Put the records below into a numbered list, one record per line, and leave out any blank lines.

┄┄┄┄┄┄┄┄┄┄

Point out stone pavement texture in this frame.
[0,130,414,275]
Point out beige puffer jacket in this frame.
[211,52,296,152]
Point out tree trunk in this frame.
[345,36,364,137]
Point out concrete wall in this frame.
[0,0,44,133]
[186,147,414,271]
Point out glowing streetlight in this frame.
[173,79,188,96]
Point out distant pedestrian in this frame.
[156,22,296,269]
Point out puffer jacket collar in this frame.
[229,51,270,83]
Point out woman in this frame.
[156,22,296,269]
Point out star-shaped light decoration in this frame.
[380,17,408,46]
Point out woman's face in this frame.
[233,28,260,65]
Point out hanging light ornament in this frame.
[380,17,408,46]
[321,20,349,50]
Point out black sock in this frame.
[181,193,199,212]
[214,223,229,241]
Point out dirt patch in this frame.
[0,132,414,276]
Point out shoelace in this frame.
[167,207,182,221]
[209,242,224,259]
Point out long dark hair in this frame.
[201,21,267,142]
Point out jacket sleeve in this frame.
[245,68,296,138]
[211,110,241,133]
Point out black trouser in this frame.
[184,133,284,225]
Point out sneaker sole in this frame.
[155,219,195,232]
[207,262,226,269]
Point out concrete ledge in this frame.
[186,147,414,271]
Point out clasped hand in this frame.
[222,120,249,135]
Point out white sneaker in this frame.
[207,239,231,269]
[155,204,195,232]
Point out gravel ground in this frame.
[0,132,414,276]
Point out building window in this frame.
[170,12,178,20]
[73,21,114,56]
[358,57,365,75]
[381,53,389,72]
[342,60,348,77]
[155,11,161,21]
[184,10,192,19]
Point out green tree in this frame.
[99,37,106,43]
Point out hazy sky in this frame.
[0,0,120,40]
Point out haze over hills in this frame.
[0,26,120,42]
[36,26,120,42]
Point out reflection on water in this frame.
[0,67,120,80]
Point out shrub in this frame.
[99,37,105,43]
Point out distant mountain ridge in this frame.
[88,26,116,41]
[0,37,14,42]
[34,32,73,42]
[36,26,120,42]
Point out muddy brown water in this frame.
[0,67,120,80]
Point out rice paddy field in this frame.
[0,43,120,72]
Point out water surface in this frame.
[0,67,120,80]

┄┄┄┄┄┄┄┄┄┄

### Task result:
1. Point out stone pavement texture in this frame.
2. [0,130,414,275]
3. Point out beige puffer jacket in this frame.
4. [211,52,296,152]
5. Point out tree trunk in this frame.
6. [345,36,364,137]
7. Point out concrete wall in this frame.
8. [0,0,44,133]
9. [186,147,414,271]
10. Point out glowing streetlight in this frame.
11. [173,79,188,96]
12. Point out distant pedestrian in this frame.
13. [156,22,296,269]
14. Point out puffer jacket collar in this frame.
15. [229,51,270,83]
16. Point out woman in this frame.
17. [156,22,296,269]
18. Point out star-shaped light decoration in this frame.
19. [380,17,408,46]
20. Point out woman's face in this frame.
21. [233,28,260,65]
22. Point out hanging light ornament in this frame.
23. [380,17,408,46]
24. [321,20,349,50]
25. Point out black sock in this frame.
26. [181,193,199,212]
27. [214,223,229,241]
28. Point out dirt patch in this frame.
29. [0,132,414,276]
30. Point out shoelace in this frame.
31. [167,207,182,221]
32. [209,242,224,259]
33. Point out long dark hair in this frame.
34. [201,21,267,142]
35. Point out jacket sleeve in this frame.
36. [245,68,296,138]
37. [211,110,241,133]
38. Point out black trouser in this frame.
39. [184,133,284,225]
40. Point out sneaker sole in this frame.
41. [155,219,195,232]
42. [207,262,226,269]
43. Point out concrete ledge in this frame.
44. [186,147,414,271]
45. Point out clasped hand in this frame.
46. [222,120,249,135]
47. Point out white sneaker in this frame.
48. [207,239,231,269]
49. [155,204,195,232]
50. Point out gravel ground in this frame.
51. [0,132,414,276]
52. Point out building window in this frame.
53. [170,12,178,20]
54. [73,21,114,56]
55. [358,57,365,75]
56. [381,53,389,72]
57. [342,60,348,77]
58. [155,11,161,21]
59. [184,10,192,19]
60. Point out green tree in this frame.
61. [99,37,106,43]
62. Point out hazy sky in this frame.
63. [0,0,120,40]
64. Point out haze over hills in this frame.
65. [0,26,120,42]
66. [36,26,120,42]
67. Point out reflection on water in this frame.
68. [0,67,120,80]
69. Point out shrub in this frame.
70. [99,37,105,43]
71. Point out distant mountain ridge in this frame.
72. [88,26,116,41]
73. [0,37,14,42]
74. [34,32,73,42]
75. [36,26,120,42]
76. Point out muddy brown water in this frame.
77. [0,67,120,80]
78. Point out rice paddy field in this frame.
79. [0,43,120,72]
80. Point out water surface in this frame.
81. [0,67,120,80]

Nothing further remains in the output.